> **WORK REQUIRED**: Output the lines below as a Markdown table with the columns Row and Line, starting with the first line and going on through the line that contains "[(70, 149)]". Give only those lines, skip any blank ones, and put a row number in Row and the line in Line.

> **ITEMS**:
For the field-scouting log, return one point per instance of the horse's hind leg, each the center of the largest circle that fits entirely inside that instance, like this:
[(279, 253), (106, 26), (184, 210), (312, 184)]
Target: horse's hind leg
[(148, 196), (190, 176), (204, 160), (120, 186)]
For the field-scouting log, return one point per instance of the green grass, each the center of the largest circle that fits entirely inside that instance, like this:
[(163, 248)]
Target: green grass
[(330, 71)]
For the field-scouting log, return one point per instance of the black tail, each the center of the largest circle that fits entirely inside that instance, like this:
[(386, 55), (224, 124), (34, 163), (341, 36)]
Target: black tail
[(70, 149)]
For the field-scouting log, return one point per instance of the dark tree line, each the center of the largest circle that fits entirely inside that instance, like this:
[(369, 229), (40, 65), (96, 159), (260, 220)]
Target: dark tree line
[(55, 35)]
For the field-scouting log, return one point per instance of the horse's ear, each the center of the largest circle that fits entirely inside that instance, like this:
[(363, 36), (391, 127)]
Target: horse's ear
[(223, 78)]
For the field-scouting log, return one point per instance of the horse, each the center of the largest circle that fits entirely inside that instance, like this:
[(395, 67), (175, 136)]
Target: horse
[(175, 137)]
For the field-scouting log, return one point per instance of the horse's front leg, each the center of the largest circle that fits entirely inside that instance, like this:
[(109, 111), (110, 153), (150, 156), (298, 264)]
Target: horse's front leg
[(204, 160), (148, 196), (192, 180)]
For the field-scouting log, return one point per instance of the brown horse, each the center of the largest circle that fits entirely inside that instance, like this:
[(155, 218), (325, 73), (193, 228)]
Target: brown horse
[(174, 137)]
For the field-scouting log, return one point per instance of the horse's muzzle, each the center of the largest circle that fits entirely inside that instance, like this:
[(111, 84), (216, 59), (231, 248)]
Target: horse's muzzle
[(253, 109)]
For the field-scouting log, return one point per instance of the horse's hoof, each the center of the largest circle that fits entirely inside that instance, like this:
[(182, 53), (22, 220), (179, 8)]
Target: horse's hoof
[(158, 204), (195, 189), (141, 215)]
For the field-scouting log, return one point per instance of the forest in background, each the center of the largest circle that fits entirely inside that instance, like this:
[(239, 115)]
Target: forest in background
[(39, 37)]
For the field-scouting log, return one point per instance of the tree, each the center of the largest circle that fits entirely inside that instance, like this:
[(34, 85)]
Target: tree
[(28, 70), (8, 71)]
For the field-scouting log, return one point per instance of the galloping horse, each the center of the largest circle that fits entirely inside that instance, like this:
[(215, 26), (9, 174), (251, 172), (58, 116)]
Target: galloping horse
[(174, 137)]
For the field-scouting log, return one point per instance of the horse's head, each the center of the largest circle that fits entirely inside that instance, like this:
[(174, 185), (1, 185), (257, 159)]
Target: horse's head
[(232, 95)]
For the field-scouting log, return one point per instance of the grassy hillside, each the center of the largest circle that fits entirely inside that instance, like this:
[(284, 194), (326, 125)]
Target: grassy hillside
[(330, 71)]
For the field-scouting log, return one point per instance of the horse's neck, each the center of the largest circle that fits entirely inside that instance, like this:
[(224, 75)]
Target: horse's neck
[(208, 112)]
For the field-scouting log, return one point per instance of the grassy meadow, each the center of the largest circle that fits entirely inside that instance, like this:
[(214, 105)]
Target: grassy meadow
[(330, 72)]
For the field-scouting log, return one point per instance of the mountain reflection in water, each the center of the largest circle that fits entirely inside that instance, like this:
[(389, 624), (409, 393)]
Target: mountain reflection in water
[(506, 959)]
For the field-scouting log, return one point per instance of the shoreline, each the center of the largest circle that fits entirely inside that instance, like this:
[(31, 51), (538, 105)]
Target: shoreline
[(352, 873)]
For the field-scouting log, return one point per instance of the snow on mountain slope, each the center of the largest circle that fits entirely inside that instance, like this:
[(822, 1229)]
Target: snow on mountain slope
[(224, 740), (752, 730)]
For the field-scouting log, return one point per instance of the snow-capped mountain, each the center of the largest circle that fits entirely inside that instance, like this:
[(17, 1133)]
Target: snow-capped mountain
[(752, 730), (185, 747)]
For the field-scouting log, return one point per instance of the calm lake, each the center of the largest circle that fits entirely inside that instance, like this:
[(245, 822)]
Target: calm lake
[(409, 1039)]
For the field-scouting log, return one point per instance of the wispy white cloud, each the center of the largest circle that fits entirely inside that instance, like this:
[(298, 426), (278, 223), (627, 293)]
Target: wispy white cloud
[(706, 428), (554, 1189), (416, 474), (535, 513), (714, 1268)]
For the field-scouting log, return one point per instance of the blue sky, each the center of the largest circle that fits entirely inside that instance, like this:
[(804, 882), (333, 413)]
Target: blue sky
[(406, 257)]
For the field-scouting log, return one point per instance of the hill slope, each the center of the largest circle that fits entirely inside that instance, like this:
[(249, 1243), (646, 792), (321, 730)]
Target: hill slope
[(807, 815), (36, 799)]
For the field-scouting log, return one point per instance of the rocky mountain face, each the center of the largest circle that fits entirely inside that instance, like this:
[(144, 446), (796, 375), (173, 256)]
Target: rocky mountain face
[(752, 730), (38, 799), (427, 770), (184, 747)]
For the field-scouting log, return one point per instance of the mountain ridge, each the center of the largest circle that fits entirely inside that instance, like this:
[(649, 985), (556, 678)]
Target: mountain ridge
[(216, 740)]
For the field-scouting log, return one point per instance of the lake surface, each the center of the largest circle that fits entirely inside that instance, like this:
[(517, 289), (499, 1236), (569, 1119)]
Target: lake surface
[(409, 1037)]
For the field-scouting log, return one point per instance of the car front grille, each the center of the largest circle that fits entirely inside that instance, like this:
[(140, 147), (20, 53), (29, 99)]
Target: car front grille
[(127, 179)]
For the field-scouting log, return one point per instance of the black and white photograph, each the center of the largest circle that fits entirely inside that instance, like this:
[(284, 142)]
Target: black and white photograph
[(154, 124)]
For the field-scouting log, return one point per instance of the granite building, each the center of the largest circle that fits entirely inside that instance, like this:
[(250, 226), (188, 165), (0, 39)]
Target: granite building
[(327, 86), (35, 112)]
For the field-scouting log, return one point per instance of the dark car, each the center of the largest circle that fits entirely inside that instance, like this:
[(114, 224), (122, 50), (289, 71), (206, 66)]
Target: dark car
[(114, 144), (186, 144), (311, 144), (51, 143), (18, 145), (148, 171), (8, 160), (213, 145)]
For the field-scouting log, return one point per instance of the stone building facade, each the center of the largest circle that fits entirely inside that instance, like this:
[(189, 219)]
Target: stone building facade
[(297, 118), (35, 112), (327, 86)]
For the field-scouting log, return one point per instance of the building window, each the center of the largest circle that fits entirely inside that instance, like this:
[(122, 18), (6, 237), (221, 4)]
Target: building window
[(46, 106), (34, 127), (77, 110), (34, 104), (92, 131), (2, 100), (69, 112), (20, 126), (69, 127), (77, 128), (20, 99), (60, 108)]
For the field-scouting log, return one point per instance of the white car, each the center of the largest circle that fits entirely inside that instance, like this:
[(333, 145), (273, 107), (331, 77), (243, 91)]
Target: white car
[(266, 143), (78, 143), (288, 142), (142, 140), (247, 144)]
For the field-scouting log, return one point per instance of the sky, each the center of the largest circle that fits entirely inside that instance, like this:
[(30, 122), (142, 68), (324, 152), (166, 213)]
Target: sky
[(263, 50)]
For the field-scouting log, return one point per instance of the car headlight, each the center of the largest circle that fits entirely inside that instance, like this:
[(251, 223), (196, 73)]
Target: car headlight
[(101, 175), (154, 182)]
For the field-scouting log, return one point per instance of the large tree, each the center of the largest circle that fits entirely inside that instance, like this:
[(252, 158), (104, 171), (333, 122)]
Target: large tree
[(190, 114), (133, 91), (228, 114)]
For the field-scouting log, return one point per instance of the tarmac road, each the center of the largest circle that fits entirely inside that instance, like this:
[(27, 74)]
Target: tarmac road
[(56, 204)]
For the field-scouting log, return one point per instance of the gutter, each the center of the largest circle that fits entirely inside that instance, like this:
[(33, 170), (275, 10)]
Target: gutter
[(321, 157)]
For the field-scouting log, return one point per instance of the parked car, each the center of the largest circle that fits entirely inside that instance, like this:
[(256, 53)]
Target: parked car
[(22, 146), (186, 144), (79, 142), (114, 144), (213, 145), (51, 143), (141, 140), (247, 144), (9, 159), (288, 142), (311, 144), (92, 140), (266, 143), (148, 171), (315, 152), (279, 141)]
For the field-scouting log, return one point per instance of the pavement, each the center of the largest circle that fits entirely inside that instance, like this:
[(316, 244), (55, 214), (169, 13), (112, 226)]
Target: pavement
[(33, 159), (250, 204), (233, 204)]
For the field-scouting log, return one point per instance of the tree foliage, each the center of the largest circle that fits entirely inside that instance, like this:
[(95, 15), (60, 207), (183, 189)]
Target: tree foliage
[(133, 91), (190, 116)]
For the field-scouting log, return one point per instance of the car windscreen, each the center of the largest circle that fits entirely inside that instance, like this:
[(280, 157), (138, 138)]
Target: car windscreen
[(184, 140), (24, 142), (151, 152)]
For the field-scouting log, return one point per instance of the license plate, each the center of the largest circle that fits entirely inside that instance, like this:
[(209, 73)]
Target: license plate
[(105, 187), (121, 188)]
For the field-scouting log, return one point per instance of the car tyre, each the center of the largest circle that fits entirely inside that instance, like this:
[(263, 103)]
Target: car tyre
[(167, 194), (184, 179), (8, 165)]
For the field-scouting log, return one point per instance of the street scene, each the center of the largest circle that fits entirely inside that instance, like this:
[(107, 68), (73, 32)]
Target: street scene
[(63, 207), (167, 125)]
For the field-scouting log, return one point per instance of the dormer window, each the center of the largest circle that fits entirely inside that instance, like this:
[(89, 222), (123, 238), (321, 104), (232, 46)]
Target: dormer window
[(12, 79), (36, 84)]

> **PROBLEM SOLUTION**:
| Row | Line |
|---|---|
| 1 | For the field-scouting log, return one point per instance of the horse's hind leg, each the center of the largest circle that fits entirely inside that instance, like this: |
| 2 | [(279, 253), (106, 26), (184, 210), (312, 184)] |
| 3 | Target: horse's hind leg |
| 4 | [(148, 196), (190, 176), (204, 160), (120, 186)] |
| 5 | For the field-scouting log, return one point per instance of the green grass, each the center of the largest circle that fits entirely inside that instance, like this: |
| 6 | [(163, 248)] |
| 7 | Target: green grass |
| 8 | [(330, 71)] |
| 9 | For the field-scouting log, return one point per instance of the black tail, each the center of the largest circle that fits entirely inside that instance, like this: |
| 10 | [(386, 55), (224, 124), (34, 163), (341, 36)] |
| 11 | Target: black tail |
| 12 | [(70, 149)] |